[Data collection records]
|---|

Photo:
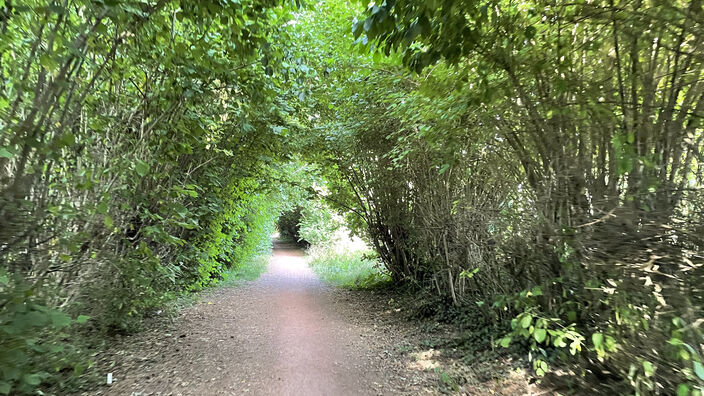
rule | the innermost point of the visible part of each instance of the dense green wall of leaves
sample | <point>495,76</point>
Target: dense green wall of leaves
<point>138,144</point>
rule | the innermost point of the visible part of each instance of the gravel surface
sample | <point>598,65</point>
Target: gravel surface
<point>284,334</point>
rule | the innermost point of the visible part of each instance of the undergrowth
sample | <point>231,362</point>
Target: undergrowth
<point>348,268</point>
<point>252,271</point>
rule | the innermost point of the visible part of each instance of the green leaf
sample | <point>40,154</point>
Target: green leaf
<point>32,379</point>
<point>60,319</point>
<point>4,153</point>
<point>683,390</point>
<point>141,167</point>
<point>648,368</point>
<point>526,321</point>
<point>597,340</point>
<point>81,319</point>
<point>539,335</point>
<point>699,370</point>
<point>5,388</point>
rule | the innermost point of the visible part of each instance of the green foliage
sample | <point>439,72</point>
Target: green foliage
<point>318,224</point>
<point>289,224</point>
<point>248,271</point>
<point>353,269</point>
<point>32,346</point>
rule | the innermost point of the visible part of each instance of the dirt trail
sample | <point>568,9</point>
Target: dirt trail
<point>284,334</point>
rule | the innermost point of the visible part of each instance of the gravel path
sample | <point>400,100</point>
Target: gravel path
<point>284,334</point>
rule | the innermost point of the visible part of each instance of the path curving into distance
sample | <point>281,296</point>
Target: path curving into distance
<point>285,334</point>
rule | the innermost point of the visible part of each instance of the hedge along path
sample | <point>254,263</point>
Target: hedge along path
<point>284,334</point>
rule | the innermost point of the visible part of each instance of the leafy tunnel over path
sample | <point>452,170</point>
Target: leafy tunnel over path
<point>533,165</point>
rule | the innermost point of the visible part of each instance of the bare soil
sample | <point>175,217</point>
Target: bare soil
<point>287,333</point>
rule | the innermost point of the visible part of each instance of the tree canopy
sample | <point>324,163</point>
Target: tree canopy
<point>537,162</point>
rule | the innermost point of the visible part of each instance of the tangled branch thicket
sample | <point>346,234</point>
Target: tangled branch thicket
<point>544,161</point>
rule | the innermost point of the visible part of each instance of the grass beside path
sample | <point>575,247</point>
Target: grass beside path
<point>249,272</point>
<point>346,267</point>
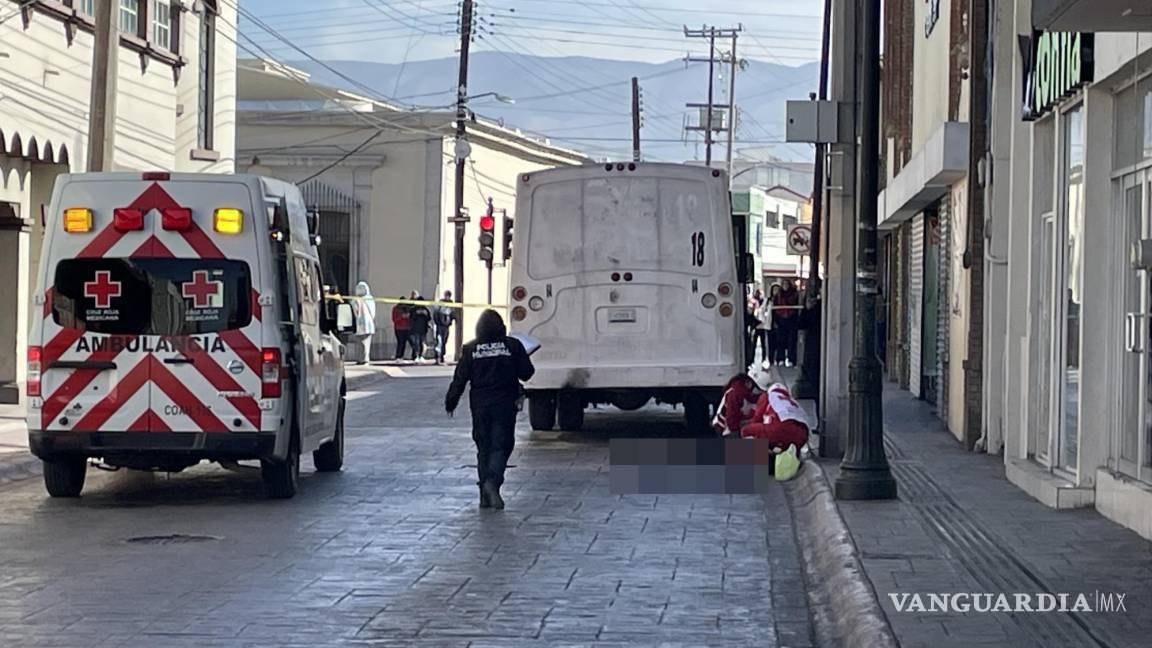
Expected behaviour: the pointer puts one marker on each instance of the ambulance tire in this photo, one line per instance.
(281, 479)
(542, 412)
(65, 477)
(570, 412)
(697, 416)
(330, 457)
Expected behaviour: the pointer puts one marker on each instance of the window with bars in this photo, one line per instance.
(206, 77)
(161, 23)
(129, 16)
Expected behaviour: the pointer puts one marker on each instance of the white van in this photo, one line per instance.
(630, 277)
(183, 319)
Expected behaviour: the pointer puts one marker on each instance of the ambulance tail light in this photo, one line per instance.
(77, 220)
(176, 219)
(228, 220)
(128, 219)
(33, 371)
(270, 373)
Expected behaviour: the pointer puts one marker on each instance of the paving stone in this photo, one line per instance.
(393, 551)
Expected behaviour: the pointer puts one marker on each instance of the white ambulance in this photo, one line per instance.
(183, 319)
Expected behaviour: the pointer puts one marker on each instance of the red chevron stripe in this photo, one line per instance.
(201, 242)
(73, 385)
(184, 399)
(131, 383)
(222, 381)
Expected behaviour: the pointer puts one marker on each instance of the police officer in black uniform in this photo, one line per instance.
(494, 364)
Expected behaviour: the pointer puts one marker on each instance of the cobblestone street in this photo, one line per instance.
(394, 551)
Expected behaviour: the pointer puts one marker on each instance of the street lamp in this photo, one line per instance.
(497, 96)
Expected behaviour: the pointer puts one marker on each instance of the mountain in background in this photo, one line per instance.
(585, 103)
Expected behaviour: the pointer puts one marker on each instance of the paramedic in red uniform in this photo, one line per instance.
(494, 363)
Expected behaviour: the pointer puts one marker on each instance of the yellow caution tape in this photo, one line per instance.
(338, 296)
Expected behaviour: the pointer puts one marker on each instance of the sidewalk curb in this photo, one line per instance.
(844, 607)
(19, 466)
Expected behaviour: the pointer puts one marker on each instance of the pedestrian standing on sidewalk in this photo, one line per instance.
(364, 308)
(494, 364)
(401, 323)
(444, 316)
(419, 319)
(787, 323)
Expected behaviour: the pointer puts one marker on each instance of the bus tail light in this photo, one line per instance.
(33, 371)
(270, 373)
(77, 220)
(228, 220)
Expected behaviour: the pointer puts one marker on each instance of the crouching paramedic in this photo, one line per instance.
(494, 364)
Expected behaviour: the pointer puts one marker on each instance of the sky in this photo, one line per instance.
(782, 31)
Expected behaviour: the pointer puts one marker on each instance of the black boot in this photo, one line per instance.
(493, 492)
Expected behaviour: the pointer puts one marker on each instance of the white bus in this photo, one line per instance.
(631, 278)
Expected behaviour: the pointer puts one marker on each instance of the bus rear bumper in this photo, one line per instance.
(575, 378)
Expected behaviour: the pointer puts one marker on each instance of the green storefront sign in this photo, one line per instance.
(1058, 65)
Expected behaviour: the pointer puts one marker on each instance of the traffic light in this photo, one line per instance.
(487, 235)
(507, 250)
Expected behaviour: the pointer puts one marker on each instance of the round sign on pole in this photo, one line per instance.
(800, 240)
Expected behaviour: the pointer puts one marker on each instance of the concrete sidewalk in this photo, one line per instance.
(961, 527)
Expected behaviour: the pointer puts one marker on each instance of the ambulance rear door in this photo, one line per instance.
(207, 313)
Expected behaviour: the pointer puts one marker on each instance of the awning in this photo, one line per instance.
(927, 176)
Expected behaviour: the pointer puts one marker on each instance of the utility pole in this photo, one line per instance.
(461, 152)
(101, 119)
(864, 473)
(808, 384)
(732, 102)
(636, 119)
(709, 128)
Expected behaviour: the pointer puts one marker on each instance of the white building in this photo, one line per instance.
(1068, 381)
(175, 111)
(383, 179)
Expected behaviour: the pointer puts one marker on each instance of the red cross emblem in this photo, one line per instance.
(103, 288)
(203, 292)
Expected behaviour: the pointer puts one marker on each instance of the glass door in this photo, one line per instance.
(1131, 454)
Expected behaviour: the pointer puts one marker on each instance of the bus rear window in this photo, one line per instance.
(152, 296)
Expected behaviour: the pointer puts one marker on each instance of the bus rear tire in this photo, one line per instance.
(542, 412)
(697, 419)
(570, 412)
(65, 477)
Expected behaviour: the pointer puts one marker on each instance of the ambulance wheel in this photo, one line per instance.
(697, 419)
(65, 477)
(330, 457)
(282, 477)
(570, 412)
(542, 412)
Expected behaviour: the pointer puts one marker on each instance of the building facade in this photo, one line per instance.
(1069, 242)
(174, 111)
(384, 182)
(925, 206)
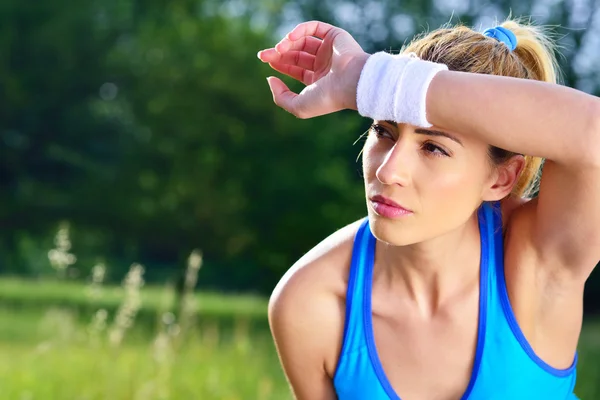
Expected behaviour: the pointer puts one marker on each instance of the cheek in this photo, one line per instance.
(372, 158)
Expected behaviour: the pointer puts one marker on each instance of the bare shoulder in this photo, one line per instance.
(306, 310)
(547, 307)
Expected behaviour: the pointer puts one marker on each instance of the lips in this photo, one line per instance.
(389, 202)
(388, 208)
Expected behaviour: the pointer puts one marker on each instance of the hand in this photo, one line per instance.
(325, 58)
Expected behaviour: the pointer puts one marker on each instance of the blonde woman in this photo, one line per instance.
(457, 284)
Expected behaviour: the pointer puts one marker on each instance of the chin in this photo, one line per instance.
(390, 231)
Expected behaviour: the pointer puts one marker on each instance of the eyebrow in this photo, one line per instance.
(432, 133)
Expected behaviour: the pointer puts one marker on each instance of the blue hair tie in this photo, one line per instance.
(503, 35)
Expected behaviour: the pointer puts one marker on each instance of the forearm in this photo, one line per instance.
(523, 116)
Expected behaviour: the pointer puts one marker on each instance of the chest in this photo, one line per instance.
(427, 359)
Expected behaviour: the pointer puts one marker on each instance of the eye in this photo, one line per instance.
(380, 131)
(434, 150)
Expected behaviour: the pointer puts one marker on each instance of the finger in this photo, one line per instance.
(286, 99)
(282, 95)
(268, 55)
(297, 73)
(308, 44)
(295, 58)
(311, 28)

|---|

## Requirement
Rewrite the listing from its start up to and including the line with "<point>5,388</point>", changing "undergrowth" to "underbrush" and keeping everything else the same. Omit the pictures.

## Solution to this exercise
Photo:
rule | the innermost point of the visible part of each instance of the dense green wall of leaves
sample | <point>495,76</point>
Target: dense green wall of leaves
<point>138,144</point>
rule | the innermost point of the visible part of each instance of the gravel surface
sample | <point>598,65</point>
Target: gravel surface
<point>284,334</point>
rule | the innermost point of the visible part of each instance of the underbrush
sample | <point>231,362</point>
Target: underbrush
<point>348,268</point>
<point>252,271</point>
rule | the innermost point of the visible part of each instance of the green leaf
sample | <point>40,154</point>
Target: green leaf
<point>32,379</point>
<point>60,319</point>
<point>4,153</point>
<point>683,390</point>
<point>141,167</point>
<point>648,368</point>
<point>526,321</point>
<point>597,340</point>
<point>81,319</point>
<point>539,335</point>
<point>699,370</point>
<point>5,388</point>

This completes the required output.